_Tasks for this exercise_
1. List every text editor or word processor named in the RFC format discussion.
2. In the RFC format discussion, why were email attachments, Word files and PDF files prohibited?
3. Summarize the RFC format discussion in two sentences.

[Text passage Boundary: Start]

Iljitsch van Beijnum wrote:
On 18-jun-2006, at 16:20, Hallam-Baker, Phillip wrote:
It's not _that_ bizarre. Suppose that we decide to allow
publishing RFCs in PDF only. Suppose that within the next few
years some company comes up with a replacement for PDF that
is better is some important regard so that everyone switches
to the new format.
And suppose some Vogons came along and demolished the planet to make
way for a hyperspace bypass.
There is a slight difference here: the earth hasn't seen any successful
demolishion attempts in the last 4.5 billion years, while nearly any
word processing document format from the 1990s can't be read properly.
That is true. I remember too very well the battle between Word, Winword
and Wordstar. It was vi who finally won. Vi is compatible with edlin and ed.
And then the virus terror. Attachments to email, word-files and pdf-files
were prohibited because of virus and trojan threats.
In many cases the text itself can be retrieved but there is almost
always loss of some or even all formatting. I gather that the current
version of Word can't read documents made by all previous versions of
itself successfully.
The idea that any of the formats being discussed will become
impossible to read is silly. There are billions of HTML document and
hundreds of millions of PDFs
I can read some PDFs on one of my linux boxes. Many PDFs complain and
coredump. The other boxes can display ASCII only because they cannot
run X.
Of course it will not be impossible to read. But there is a big
difference between being able to have copies of all published RFCs on
local storage (another issue with PDF: the files are many orders of
magnitude larger) that are searchable with widely available tools and
having to enlist specialist help to extract the desired information.

[Text passage Boundary: End]
[Dataset entries Boundary: Start]

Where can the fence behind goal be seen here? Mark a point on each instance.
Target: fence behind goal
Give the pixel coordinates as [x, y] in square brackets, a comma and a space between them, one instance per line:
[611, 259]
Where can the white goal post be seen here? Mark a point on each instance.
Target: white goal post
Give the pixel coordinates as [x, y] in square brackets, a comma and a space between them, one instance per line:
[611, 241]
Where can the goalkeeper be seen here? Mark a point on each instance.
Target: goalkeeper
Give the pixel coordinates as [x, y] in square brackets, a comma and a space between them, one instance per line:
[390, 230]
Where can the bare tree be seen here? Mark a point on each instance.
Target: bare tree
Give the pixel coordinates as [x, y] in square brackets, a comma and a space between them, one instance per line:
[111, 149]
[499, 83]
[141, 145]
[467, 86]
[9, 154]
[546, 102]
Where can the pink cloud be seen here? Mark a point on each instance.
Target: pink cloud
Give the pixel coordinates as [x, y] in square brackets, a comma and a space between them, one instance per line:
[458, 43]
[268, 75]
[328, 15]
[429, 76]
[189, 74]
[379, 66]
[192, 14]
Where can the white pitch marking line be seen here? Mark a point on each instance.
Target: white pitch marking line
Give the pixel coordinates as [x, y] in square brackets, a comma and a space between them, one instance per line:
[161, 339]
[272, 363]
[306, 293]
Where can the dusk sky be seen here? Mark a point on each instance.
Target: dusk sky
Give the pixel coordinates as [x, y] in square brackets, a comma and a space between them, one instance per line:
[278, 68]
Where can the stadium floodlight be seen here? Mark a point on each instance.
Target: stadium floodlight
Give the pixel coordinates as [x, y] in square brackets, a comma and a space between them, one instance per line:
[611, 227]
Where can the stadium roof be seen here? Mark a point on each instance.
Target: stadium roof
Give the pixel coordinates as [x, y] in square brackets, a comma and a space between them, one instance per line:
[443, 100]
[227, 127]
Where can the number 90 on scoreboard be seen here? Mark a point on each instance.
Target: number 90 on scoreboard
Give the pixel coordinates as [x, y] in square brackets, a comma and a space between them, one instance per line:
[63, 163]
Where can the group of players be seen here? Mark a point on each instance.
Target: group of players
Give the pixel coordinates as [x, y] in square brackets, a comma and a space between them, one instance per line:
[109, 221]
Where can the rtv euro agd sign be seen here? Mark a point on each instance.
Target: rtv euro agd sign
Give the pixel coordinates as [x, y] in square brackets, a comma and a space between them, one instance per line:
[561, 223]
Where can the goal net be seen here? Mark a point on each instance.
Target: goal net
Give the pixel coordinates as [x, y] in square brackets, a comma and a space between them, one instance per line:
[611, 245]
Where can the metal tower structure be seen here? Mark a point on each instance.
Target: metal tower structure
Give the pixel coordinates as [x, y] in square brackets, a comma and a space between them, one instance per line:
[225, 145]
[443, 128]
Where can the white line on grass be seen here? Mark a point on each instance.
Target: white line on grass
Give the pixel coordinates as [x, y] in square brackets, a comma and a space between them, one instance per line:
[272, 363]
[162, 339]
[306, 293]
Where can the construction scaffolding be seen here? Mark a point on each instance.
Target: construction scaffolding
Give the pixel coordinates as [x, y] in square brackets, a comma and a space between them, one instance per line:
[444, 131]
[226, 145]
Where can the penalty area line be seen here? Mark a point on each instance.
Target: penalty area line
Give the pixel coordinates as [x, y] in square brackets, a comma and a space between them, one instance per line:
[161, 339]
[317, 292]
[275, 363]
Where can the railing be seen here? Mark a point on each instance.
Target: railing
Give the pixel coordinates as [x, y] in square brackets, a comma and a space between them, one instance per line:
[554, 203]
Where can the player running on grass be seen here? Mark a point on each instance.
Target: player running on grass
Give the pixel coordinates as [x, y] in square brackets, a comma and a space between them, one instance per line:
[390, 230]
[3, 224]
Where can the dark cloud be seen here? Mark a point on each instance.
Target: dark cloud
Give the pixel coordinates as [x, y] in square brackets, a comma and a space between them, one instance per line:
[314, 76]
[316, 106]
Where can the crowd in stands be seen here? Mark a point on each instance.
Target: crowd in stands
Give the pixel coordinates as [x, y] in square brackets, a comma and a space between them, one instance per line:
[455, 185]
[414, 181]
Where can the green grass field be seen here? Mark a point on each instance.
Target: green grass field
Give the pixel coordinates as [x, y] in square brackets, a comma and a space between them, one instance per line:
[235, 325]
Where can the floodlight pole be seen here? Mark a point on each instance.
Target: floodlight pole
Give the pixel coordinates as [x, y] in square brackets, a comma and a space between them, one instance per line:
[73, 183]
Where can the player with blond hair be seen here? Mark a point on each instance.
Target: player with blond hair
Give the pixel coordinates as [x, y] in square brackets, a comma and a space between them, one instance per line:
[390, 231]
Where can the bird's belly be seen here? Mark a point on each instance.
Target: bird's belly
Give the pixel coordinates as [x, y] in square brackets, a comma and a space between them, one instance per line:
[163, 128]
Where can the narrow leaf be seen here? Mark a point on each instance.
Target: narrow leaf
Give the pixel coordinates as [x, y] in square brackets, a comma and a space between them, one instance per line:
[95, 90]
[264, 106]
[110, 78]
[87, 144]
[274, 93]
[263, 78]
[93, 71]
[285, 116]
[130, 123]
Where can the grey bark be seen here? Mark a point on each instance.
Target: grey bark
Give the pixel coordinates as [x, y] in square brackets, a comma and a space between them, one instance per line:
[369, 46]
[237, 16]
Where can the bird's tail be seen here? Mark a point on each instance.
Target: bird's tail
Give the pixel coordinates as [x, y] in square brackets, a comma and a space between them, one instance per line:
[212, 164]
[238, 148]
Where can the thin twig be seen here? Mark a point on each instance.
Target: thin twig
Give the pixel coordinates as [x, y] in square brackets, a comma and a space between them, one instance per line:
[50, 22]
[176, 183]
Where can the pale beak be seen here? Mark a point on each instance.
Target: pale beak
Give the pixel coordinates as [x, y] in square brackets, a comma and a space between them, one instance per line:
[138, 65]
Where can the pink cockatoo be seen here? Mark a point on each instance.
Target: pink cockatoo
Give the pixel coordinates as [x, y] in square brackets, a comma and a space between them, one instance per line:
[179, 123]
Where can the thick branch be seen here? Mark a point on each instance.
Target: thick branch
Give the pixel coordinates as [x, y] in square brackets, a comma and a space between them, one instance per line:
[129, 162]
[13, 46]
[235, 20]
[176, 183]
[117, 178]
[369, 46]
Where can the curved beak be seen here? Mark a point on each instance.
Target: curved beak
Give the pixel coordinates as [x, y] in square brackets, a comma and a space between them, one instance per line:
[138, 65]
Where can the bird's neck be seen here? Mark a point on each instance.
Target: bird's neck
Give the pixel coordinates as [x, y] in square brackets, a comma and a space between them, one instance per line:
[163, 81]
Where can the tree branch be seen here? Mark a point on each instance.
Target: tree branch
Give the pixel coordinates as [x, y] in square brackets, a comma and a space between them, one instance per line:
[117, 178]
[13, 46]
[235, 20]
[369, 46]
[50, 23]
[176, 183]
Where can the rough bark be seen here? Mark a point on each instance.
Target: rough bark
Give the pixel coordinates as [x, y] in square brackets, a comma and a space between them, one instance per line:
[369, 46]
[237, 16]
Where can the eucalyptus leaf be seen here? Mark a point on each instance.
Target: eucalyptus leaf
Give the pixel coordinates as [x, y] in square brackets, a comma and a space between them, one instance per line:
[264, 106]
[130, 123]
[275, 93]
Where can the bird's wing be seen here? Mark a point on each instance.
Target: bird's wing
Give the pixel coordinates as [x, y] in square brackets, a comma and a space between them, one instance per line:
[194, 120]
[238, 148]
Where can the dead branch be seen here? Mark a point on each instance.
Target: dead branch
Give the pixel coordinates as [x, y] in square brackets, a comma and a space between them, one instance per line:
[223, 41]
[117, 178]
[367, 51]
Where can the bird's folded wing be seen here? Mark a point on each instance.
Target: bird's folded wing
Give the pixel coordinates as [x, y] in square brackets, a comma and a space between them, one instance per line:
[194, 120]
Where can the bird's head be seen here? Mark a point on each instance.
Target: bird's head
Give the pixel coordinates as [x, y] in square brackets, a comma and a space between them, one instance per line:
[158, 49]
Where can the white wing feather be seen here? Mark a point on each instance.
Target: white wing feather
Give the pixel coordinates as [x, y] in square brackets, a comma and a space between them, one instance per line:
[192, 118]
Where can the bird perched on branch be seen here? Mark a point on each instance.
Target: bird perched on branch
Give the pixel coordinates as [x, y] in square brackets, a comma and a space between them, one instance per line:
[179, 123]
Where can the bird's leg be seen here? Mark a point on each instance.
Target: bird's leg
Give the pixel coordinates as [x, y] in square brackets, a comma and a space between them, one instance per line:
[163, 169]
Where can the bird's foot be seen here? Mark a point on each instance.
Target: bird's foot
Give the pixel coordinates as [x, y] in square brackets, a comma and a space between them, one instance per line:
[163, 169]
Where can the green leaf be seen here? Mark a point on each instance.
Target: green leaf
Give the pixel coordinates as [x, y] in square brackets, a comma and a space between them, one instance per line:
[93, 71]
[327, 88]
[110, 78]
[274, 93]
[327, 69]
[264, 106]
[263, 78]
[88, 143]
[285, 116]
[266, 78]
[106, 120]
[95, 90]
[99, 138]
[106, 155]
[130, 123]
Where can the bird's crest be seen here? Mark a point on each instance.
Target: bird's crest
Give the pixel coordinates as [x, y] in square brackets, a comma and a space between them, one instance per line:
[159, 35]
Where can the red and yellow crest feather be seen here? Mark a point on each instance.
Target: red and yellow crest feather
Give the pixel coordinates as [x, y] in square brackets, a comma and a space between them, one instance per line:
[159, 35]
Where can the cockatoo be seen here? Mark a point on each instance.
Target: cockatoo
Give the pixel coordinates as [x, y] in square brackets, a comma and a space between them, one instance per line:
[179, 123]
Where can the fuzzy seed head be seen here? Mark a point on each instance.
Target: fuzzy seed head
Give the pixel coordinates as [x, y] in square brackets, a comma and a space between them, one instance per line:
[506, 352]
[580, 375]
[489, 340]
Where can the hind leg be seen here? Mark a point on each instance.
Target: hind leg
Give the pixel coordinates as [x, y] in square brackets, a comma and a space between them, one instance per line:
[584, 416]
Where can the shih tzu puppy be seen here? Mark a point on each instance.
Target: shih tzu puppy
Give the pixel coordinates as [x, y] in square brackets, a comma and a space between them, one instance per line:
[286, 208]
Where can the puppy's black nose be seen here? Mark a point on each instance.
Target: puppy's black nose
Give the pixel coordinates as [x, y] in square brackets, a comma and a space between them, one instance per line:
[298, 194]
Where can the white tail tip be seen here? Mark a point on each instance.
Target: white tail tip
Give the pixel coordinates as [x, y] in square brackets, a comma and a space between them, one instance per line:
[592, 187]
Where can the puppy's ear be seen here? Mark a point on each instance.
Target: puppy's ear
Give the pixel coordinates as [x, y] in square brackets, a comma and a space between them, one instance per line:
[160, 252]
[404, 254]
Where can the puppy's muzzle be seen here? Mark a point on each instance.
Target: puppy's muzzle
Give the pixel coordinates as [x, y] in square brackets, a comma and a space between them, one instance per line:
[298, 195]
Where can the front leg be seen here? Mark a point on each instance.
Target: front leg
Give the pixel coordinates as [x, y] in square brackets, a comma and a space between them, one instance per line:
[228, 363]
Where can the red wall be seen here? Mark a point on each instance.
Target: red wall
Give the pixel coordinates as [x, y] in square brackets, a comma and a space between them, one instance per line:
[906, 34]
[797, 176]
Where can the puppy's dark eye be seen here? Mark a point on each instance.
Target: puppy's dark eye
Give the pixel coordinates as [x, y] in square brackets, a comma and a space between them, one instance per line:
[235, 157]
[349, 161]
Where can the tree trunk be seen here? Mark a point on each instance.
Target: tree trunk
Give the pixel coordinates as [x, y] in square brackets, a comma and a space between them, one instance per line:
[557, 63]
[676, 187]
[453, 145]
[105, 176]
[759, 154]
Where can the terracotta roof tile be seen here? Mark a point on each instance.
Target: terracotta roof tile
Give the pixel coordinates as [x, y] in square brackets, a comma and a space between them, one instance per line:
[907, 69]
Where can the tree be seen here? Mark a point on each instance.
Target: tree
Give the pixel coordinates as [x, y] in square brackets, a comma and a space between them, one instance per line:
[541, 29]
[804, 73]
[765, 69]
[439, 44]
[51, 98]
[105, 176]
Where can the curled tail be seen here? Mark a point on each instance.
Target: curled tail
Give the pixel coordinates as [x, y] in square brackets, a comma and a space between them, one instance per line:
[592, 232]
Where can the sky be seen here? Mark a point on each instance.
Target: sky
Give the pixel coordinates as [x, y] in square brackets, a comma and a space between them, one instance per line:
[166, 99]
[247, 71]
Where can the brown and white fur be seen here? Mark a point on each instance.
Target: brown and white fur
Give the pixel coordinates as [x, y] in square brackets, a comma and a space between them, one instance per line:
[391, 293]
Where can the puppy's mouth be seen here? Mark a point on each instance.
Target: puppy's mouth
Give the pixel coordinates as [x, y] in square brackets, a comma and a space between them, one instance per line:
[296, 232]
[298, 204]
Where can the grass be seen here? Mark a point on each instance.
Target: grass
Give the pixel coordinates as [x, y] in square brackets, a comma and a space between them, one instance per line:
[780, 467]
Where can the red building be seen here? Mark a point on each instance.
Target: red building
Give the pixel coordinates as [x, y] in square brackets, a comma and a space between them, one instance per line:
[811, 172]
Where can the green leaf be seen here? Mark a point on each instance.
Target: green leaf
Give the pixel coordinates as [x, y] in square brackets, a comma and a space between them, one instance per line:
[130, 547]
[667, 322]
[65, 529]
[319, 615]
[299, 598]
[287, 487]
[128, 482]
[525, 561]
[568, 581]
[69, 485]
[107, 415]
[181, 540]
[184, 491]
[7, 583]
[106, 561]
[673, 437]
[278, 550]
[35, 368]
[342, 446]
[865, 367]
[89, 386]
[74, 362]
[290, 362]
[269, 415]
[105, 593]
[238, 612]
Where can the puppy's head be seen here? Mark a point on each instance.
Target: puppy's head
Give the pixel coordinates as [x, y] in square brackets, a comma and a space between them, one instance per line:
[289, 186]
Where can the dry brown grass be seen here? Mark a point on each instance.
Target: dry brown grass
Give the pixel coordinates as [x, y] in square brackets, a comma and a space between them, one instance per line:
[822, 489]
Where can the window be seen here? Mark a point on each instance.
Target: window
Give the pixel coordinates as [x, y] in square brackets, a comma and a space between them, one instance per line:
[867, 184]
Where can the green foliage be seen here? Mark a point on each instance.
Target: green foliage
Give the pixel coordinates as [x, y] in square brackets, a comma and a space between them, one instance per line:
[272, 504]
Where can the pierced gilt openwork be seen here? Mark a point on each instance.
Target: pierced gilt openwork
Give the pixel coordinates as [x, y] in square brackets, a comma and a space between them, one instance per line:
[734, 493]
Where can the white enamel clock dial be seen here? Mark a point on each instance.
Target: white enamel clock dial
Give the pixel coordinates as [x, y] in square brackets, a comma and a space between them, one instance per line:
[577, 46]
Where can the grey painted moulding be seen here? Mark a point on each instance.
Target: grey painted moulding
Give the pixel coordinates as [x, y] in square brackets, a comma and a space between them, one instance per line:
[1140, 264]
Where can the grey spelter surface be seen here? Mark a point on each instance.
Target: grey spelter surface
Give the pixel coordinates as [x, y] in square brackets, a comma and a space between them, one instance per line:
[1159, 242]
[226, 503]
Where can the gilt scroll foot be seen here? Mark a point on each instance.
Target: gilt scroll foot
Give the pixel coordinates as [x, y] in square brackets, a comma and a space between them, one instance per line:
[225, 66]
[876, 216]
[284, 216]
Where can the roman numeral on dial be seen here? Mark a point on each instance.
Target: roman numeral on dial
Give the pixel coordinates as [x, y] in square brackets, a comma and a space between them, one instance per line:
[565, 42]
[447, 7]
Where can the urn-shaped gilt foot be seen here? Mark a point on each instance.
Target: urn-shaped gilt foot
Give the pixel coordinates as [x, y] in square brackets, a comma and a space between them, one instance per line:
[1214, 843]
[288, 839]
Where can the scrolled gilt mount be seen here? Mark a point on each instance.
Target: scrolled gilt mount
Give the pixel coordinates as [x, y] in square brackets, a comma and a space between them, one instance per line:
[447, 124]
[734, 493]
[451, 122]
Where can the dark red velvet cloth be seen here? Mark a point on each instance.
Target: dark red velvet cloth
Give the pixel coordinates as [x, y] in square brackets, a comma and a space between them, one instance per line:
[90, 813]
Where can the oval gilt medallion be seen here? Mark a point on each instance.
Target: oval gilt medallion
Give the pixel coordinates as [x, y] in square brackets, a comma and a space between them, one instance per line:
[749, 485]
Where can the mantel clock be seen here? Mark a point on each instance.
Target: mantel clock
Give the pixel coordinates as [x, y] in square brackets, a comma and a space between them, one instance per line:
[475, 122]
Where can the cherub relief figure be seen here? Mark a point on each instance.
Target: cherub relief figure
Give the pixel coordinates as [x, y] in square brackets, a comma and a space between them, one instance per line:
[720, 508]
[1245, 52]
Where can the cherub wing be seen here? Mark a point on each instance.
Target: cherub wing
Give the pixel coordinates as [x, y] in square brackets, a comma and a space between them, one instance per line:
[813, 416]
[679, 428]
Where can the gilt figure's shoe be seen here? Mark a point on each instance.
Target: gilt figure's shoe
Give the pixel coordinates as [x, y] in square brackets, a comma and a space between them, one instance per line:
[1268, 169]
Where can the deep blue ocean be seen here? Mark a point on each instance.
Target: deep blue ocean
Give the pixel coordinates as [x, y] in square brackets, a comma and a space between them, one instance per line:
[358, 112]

[Dataset entries Boundary: End]

_Problem solutions_
1. Word, Winword, Wordstar, vi, edlin, ed

2. They were prohibited because of virus and trojan threats.

3. The writers debate whether RFCs published only in PDF could become unreadable: one side points out that nearly any word processing format from the 1990s can't be read properly, and another calls that fear silly given the billions of HTML documents and hundreds of millions of PDFs. The last writer agrees that the files will not become impossible to read but says there is a big difference between keeping searchable local copies of all RFCs and needing specialist help to extract information, noting that PDF files are also many orders of magnitude larger.